--- BEGIN ---

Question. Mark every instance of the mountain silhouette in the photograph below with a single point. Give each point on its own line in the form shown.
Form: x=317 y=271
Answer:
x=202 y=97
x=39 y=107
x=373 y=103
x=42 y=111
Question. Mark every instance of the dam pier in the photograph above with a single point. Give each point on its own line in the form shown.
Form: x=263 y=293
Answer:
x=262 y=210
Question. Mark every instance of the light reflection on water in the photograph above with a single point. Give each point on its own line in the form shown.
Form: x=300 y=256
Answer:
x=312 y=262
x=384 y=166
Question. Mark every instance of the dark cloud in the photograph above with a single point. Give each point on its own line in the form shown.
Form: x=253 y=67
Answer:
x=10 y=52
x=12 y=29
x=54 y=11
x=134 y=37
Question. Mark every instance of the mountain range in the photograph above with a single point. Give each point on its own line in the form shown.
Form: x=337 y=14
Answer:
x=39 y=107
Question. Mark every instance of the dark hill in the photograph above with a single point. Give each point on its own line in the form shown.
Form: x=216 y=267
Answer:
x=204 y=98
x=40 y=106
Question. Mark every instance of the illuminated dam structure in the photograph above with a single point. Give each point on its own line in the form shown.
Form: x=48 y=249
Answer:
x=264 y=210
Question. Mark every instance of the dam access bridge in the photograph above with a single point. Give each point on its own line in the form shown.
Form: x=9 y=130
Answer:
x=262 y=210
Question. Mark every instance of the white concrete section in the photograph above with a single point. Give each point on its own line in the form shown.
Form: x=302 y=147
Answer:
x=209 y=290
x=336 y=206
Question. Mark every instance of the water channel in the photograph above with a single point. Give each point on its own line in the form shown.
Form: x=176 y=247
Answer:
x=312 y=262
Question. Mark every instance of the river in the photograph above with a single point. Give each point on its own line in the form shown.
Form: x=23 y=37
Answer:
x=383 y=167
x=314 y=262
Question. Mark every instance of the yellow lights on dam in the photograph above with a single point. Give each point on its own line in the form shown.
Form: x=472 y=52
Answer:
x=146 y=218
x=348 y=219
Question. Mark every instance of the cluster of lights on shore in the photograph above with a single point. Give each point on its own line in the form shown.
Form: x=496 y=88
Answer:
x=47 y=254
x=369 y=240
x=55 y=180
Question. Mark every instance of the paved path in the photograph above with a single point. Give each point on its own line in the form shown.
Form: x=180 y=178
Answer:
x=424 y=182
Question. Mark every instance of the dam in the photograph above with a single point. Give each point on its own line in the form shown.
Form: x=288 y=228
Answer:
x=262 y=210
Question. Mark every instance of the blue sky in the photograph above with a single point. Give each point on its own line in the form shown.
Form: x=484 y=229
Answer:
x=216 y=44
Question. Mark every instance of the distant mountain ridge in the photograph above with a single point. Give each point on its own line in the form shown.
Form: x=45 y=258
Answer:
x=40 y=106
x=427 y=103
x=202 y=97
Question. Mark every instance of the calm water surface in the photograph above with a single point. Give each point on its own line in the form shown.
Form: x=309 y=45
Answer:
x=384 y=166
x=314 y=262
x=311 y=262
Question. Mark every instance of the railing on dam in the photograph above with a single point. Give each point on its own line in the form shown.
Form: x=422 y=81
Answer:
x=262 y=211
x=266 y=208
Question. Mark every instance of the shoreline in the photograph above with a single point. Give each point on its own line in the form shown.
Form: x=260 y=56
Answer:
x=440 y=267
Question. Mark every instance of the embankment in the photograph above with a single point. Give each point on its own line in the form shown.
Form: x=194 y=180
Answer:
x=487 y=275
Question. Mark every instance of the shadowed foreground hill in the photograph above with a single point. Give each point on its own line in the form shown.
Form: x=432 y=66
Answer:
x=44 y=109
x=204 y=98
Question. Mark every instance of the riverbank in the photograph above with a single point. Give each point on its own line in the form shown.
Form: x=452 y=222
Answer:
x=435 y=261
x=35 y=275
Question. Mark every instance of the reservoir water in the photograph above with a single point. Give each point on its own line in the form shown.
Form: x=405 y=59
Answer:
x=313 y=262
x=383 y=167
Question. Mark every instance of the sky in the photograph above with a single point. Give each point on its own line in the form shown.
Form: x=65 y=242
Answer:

--- END ---

Stated goal
Can you reproduce every one of the entries above, word for word, with nothing altered?

Response
Question. Mark every instance of the mountain silhouette in the photograph below with a single point. Give each point on its own line in the form shown.
Form: x=317 y=271
Answer:
x=202 y=97
x=39 y=107
x=373 y=103
x=42 y=111
Question. Mark every instance of the dam pier in the photograph above with a single point. Give each point on its own line in the form shown.
Form: x=263 y=293
Answer:
x=262 y=210
Question. Mark every instance of the light reflection on water in the photograph above with a single point. Give each point on its own line in the form shown.
Form: x=300 y=256
Answer:
x=312 y=262
x=384 y=166
Question. Mark every instance of the dark cloud in the photograph above with a single point. Give each point on its own line in the form shown.
Form: x=253 y=67
Answer:
x=10 y=52
x=12 y=29
x=54 y=11
x=134 y=37
Question. Mark every instance of the mountain range in the photograph above with a single point. Give each point on its own line in the form shown.
Form: x=337 y=14
Answer:
x=39 y=107
Question. Mark every instance of the dark hill in the photograph above with a single point. Give each point on its own line in the form shown.
Form: x=216 y=267
Answer:
x=204 y=98
x=40 y=106
Question. Mark every instance of the illuminated dam structure in the photograph above with a single point. Give each point on its own line in the form shown.
Form: x=48 y=249
Answer:
x=264 y=210
Question. Mark every instance of the dam access bridge in the photograph above with a single point. Give each point on its own line in the form shown.
Form: x=9 y=130
Answer:
x=262 y=210
Question. Mark every instance of the white concrete section in the photograph above with a single point. Give each point on its own line in the form shown.
Form: x=302 y=147
Answer:
x=209 y=290
x=336 y=206
Question. Mark every instance of the water channel in the photograph above with a single point. Give each point on its own line in the form shown.
Form: x=176 y=247
Answer:
x=312 y=262
Question. Mark every instance of the river in the photograph above with a single point. Give each point on its own line in the form shown.
Form: x=23 y=37
Answer:
x=383 y=167
x=314 y=262
Question. Mark every instance of the yellow lights on dam in the photograph above with a single point. Give each point on its own line in the form shown.
Form: x=472 y=52
Answer:
x=146 y=218
x=348 y=219
Question. Mark every instance of the cluster of lights on shore in the photograph above with a single point. Give each point on its own line in the form shown.
Form: x=496 y=88
Answer:
x=47 y=254
x=369 y=240
x=55 y=180
Question. Mark every instance of the paved path in the photograph above with a single point. Give each point on its own line in the form shown.
Form: x=180 y=178
Answer:
x=424 y=182
Question. Mark every instance of the dam in the photograph above with a single point. Give each point on its own line in the form shown.
Form: x=288 y=228
Answer:
x=262 y=210
Question. Mark every instance of the blue sky in the photograph above with a single point. Give each point on its own line in the form shown.
Form: x=484 y=229
Answer:
x=216 y=44
Question. Mark every instance of the distant mountain ridge in the photograph above with a single point. Give each point on its own line in the form shown.
Form: x=45 y=258
Answer:
x=40 y=106
x=427 y=103
x=202 y=97
Question. Mark every instance of the calm water surface in the photograph above with a single point. Give each point on its own line in the form shown.
Form: x=309 y=45
Answer:
x=384 y=166
x=314 y=262
x=311 y=262
Question. Mark every instance of the railing on dam in the photograph above with a single point. Give each point on its own line in the form shown.
Form: x=422 y=81
Answer:
x=262 y=211
x=266 y=208
Question. Mark every instance of the shoreline in the photograph above with a single point. Give each point on its own line in the form shown.
Form: x=260 y=56
Answer:
x=440 y=267
Question. Mark every instance of the embankment in the photograph above with a single point. Give each point on its own line in the form shown.
Form: x=194 y=180
Answer:
x=487 y=275
Question. Mark every instance of the shadowed foreground hill in the photograph above with a single point. Give each point on its own line in the form shown.
Form: x=432 y=66
Answer:
x=44 y=109
x=204 y=98
Question. Mark every instance of the riverbank in the photograph above with a single point. Give each point on its own line in the form shown.
Form: x=452 y=222
Answer:
x=435 y=261
x=35 y=275
Question. Mark every instance of the reservoir water in the photograph above with a single point. Give each point on its own line in the form shown.
Form: x=405 y=59
Answer:
x=313 y=262
x=383 y=167
Question. Mark every instance of the sky in the photograph above with a single point. Give each point on its own line in the form shown.
Form: x=65 y=242
Answer:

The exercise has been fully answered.